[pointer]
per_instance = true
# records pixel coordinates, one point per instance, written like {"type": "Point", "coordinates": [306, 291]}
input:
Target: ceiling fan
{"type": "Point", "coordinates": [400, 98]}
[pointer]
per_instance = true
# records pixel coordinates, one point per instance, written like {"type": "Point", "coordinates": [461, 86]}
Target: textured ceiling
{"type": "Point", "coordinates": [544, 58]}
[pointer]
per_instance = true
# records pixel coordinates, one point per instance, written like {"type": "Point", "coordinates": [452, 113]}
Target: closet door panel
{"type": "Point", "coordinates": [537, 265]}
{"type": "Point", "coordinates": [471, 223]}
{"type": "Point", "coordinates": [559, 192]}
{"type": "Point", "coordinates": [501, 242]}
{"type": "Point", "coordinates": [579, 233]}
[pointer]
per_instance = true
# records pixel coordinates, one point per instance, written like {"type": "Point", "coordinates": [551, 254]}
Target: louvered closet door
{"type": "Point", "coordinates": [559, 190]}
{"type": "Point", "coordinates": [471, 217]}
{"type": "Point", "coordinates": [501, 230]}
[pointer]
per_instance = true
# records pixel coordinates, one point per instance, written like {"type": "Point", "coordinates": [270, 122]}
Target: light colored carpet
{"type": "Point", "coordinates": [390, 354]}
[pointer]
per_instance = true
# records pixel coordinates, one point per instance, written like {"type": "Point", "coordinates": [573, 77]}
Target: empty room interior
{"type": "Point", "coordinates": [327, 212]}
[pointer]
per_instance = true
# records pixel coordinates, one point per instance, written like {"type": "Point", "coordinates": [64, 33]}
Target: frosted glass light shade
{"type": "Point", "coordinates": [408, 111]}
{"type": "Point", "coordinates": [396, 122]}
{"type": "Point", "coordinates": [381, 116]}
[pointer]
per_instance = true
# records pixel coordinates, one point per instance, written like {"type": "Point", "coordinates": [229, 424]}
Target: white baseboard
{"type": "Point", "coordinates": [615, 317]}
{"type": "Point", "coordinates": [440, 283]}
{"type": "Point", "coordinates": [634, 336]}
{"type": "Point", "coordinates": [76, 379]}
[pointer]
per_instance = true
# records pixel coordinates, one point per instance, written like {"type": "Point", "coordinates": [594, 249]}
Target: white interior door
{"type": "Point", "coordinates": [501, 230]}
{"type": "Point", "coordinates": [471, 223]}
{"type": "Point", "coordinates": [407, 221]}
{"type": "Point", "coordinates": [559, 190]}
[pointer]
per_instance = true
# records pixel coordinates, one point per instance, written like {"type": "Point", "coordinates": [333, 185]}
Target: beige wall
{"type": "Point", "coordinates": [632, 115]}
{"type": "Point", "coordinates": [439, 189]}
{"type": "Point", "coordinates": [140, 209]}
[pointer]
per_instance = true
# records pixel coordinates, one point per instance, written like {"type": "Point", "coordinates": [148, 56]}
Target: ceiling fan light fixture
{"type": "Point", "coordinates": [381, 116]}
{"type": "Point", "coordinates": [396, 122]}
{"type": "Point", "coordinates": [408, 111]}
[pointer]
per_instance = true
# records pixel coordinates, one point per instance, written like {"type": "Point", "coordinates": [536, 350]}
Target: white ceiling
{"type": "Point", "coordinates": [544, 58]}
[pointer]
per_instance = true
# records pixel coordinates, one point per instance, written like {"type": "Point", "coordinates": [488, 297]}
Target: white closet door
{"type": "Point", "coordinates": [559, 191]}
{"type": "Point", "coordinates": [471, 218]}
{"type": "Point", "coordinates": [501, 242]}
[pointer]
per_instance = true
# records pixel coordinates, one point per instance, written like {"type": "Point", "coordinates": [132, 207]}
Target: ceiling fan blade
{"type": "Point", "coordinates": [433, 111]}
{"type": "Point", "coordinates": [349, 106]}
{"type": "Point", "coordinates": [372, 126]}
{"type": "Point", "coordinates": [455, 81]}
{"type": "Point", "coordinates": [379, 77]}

* Problem to work on
Write down every line of the data exactly as it appears above.

* Response to this exercise
[pointer]
per_instance = true
# records pixel coordinates, one point per instance, written like {"type": "Point", "coordinates": [306, 291]}
input:
Target: ceiling fan
{"type": "Point", "coordinates": [400, 98]}
[pointer]
per_instance = true
# records pixel coordinates, one point per instance, written like {"type": "Point", "coordinates": [461, 86]}
Target: textured ceiling
{"type": "Point", "coordinates": [544, 58]}
[pointer]
per_instance = true
# records pixel coordinates, one point per instance, written like {"type": "Point", "coordinates": [452, 113]}
Target: closet door panel
{"type": "Point", "coordinates": [537, 265]}
{"type": "Point", "coordinates": [471, 223]}
{"type": "Point", "coordinates": [559, 192]}
{"type": "Point", "coordinates": [501, 242]}
{"type": "Point", "coordinates": [579, 233]}
[pointer]
per_instance = true
# records pixel coordinates, one point per instance, written like {"type": "Point", "coordinates": [551, 254]}
Target: louvered closet door
{"type": "Point", "coordinates": [559, 190]}
{"type": "Point", "coordinates": [471, 217]}
{"type": "Point", "coordinates": [501, 230]}
[pointer]
per_instance = true
# records pixel coordinates, one point per instance, written like {"type": "Point", "coordinates": [270, 122]}
Target: light colored carpet
{"type": "Point", "coordinates": [390, 354]}
[pointer]
per_instance = true
# records pixel coordinates, one point per instance, written like {"type": "Point", "coordinates": [573, 77]}
Target: empty room interior
{"type": "Point", "coordinates": [327, 212]}
[pointer]
per_instance = true
# records pixel coordinates, one point per instance, written like {"type": "Point", "coordinates": [64, 33]}
Target: frosted glass light shade
{"type": "Point", "coordinates": [408, 111]}
{"type": "Point", "coordinates": [396, 122]}
{"type": "Point", "coordinates": [381, 116]}
[pointer]
per_instance = true
# records pixel coordinates, one point per instance, written like {"type": "Point", "coordinates": [229, 424]}
Target: white baseboard
{"type": "Point", "coordinates": [615, 317]}
{"type": "Point", "coordinates": [440, 283]}
{"type": "Point", "coordinates": [634, 336]}
{"type": "Point", "coordinates": [76, 379]}
[pointer]
per_instance = true
# records pixel coordinates, one point per instance, written like {"type": "Point", "coordinates": [594, 249]}
Target: white interior door
{"type": "Point", "coordinates": [501, 230]}
{"type": "Point", "coordinates": [471, 223]}
{"type": "Point", "coordinates": [407, 221]}
{"type": "Point", "coordinates": [559, 190]}
[pointer]
per_instance = true
# records pixel coordinates, one point per instance, written like {"type": "Point", "coordinates": [333, 185]}
Target: beige wall
{"type": "Point", "coordinates": [632, 115]}
{"type": "Point", "coordinates": [439, 189]}
{"type": "Point", "coordinates": [140, 209]}
[pointer]
per_instance = true
# records pixel coordinates, one point per instance, written like {"type": "Point", "coordinates": [148, 56]}
Target: ceiling fan light fixture
{"type": "Point", "coordinates": [381, 116]}
{"type": "Point", "coordinates": [396, 122]}
{"type": "Point", "coordinates": [408, 111]}
[pointer]
per_instance = true
# records pixel coordinates, one point per instance, written like {"type": "Point", "coordinates": [536, 350]}
Target: white ceiling
{"type": "Point", "coordinates": [544, 58]}
[pointer]
per_instance = true
# records pixel coordinates, one point per instance, written like {"type": "Point", "coordinates": [488, 297]}
Target: white closet door
{"type": "Point", "coordinates": [559, 191]}
{"type": "Point", "coordinates": [471, 218]}
{"type": "Point", "coordinates": [501, 242]}
[pointer]
per_instance = true
# records pixel coordinates, one point per instance, written like {"type": "Point", "coordinates": [132, 207]}
Target: ceiling fan blade
{"type": "Point", "coordinates": [433, 111]}
{"type": "Point", "coordinates": [349, 106]}
{"type": "Point", "coordinates": [372, 126]}
{"type": "Point", "coordinates": [455, 81]}
{"type": "Point", "coordinates": [379, 77]}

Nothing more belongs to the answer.